§ THE TASK
Lines from the entries below that hold "above" form the answer; copy all of them.

SOURCE INFORMATION START

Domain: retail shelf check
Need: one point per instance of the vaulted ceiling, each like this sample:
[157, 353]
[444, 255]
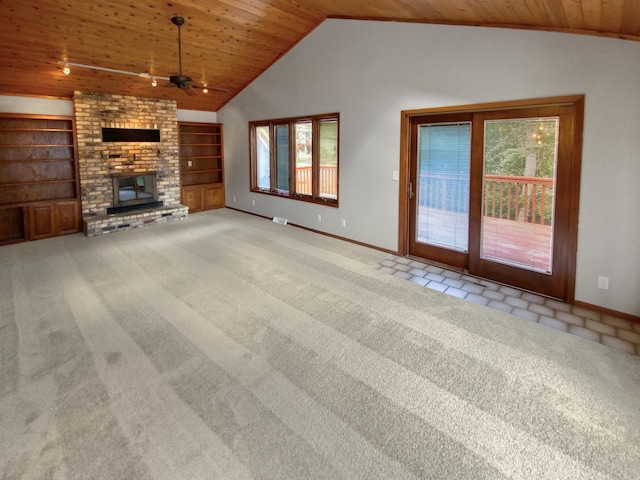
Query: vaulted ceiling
[228, 43]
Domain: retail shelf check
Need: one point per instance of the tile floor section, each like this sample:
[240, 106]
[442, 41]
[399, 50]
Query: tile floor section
[612, 331]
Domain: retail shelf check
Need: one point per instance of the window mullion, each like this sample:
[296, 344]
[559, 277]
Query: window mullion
[315, 158]
[292, 158]
[272, 157]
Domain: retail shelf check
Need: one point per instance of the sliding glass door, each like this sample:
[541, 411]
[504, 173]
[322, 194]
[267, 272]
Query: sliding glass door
[490, 191]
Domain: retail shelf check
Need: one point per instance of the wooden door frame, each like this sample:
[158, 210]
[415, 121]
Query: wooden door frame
[577, 101]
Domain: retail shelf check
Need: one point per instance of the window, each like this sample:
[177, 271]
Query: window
[296, 158]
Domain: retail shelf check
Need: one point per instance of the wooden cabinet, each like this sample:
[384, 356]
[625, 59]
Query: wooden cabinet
[39, 192]
[201, 166]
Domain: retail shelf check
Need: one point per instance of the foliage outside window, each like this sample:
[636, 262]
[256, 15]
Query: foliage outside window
[296, 157]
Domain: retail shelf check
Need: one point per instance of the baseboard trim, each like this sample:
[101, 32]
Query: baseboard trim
[577, 303]
[607, 311]
[362, 244]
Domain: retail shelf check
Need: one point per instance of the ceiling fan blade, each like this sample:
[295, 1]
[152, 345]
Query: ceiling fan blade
[224, 90]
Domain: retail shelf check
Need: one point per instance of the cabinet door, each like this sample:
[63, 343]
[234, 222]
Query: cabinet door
[12, 224]
[213, 197]
[41, 221]
[192, 198]
[67, 218]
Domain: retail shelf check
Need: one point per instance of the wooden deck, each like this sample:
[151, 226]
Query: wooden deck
[522, 244]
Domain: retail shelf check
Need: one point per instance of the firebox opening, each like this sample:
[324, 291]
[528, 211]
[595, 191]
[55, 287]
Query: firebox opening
[131, 192]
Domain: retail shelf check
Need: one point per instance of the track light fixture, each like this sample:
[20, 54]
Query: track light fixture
[154, 79]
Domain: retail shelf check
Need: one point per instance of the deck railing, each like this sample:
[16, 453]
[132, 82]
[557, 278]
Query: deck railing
[328, 181]
[525, 199]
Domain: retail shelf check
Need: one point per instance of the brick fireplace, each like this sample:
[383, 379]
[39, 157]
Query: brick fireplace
[99, 161]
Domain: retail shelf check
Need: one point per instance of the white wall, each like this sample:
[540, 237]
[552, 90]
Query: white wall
[370, 71]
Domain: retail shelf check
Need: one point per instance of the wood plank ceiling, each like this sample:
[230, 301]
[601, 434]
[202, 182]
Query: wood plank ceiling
[228, 43]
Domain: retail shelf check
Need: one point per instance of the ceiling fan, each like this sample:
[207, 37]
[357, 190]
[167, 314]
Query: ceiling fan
[183, 82]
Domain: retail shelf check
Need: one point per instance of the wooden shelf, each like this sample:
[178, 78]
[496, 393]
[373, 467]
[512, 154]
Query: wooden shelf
[39, 192]
[202, 182]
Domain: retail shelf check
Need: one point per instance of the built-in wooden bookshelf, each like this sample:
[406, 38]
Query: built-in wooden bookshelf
[39, 191]
[201, 165]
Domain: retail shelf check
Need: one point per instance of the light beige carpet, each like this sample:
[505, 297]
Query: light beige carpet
[227, 346]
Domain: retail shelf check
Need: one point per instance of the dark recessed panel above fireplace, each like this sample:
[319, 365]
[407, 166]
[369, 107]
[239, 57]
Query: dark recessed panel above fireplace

SOURCE INFORMATION END

§ WRITTEN SOLUTION
Need: one point per instance of the dark recessed panel above fireplace, each like this sample:
Query: dark recessed panel above fireplace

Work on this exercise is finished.